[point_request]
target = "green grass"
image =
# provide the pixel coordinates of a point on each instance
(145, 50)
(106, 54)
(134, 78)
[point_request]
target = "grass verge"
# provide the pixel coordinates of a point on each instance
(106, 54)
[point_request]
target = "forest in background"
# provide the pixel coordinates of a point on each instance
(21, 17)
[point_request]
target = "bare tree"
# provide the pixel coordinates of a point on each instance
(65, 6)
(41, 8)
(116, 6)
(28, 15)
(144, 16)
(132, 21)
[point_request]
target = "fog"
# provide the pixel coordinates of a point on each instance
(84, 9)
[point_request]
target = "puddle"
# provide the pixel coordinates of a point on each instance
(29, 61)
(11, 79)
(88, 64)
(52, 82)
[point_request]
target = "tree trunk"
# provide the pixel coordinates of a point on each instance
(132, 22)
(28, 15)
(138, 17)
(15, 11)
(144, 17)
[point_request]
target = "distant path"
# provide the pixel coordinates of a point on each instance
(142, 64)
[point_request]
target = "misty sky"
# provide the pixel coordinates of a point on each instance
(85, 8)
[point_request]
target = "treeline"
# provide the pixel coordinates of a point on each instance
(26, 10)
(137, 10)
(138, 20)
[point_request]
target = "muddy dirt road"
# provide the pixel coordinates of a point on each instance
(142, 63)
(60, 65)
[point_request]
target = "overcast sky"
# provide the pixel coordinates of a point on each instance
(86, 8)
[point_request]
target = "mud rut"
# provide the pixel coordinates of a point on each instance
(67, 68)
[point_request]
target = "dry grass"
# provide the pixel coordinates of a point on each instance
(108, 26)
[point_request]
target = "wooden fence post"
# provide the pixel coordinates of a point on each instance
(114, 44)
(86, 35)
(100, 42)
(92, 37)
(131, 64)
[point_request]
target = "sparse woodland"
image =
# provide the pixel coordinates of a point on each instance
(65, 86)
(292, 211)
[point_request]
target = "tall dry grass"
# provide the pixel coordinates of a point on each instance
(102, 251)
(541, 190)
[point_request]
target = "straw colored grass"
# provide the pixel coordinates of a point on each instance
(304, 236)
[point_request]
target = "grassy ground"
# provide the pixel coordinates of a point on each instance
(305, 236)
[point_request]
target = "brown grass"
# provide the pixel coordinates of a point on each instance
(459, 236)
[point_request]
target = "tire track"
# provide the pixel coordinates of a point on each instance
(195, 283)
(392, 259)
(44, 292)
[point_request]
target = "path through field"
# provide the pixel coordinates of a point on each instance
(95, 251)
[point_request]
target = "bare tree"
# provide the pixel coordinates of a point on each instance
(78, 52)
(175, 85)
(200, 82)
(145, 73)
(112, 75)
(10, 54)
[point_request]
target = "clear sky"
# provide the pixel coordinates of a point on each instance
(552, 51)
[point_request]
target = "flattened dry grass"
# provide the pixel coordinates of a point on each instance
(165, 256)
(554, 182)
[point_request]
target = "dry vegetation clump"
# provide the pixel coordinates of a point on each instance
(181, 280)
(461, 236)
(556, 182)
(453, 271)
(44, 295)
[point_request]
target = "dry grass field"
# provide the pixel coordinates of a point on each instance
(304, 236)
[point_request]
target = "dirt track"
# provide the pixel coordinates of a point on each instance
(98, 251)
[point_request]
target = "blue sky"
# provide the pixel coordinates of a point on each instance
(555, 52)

..............................

Directions ▸ Would you copy out each line exactly as written?

Solution for this exercise ▸
[point_request]
target = "green grass"
image =
# provide the pixel coordinates of a point on each instance
(145, 50)
(106, 54)
(134, 78)
[point_request]
target = "grass verge"
# provide the pixel coordinates of a point on each instance
(106, 54)
[point_request]
target = "forest in background"
# provide the pixel coordinates of a point on each instance
(21, 17)
[point_request]
target = "bare tree"
# provide the pixel coordinates of a point on each instance
(65, 6)
(41, 8)
(116, 6)
(28, 15)
(144, 16)
(132, 21)
[point_request]
target = "fog"
# provide the pixel coordinates of a point on each instance
(84, 9)
[point_request]
target = "puddle"
# provide the pixel coordinates of a point on each instance
(29, 61)
(11, 79)
(88, 64)
(52, 82)
[point_request]
target = "tree trunk"
# provide the pixel coordinates of a point on each instance
(132, 22)
(28, 15)
(138, 17)
(15, 11)
(144, 17)
[point_request]
target = "distant path"
# provide the pixel coordinates of a point on each instance
(142, 64)
[point_request]
target = "misty sky"
# provide the pixel coordinates of a point on each instance
(85, 8)
[point_request]
target = "treeline"
# provide the pixel coordinates of a point on each instance
(26, 10)
(137, 10)
(138, 20)
[point_request]
target = "muddy dirt road"
# provide the pixel coordinates of a point on each instance
(142, 63)
(60, 65)
[point_request]
target = "overcast sky"
# provide the pixel coordinates of a point on each instance
(86, 8)
[point_request]
target = "mud rut"
# provide the pixel coordinates of a point on each instance
(67, 68)
[point_request]
target = "dry grass"
# provide the pixel coordinates of a point on each instance
(108, 26)
[point_request]
target = "wooden fence post"
# provide the pixel coordinates of a point on each instance
(114, 44)
(86, 35)
(100, 42)
(92, 37)
(131, 64)
[point_request]
target = "sparse woodland"
image =
# provide the pixel coordinates of a point on each instance
(65, 86)
(292, 211)
[point_request]
target = "tall dry grass"
# provide the pixel coordinates of a point on each instance
(102, 251)
(541, 190)
[point_request]
target = "straw colored grass"
# provide the pixel coordinates of a point on each instance
(304, 236)
[point_request]
target = "grassy ground"
# provide the pixel coordinates of a point on each instance
(305, 236)
[point_request]
target = "brown grass"
# provide the pixel coordinates of a point on each instance
(459, 236)
[point_request]
target = "tire track"
# provide the pixel coordinates of a point on each instance
(195, 283)
(392, 259)
(44, 292)
[point_request]
target = "path through field"
# provide the pixel coordinates of a point on each instance
(95, 251)
[point_request]
target = "bare tree"
# provide the pixel coordinates of a point on each instance
(78, 52)
(175, 85)
(200, 82)
(145, 73)
(112, 75)
(10, 54)
[point_request]
target = "clear sky"
# provide the pixel coordinates of a point on each instance
(552, 51)
[point_request]
target = "flattened dry grass"
# provide the pixel coordinates of a point on each instance
(165, 256)
(554, 182)
[point_request]
target = "dry vegetation clump"
# provide the pixel coordinates of a point on each instance
(181, 280)
(461, 236)
(556, 182)
(453, 271)
(44, 295)
[point_request]
target = "dry grass field"
# provide the pixel coordinates of a point on each instance
(304, 236)
[point_request]
target = "dirt track"
# provide the pixel coordinates of a point on each instance
(98, 251)
[point_request]
target = "blue sky"
# provide the pixel coordinates of a point on each instance
(555, 52)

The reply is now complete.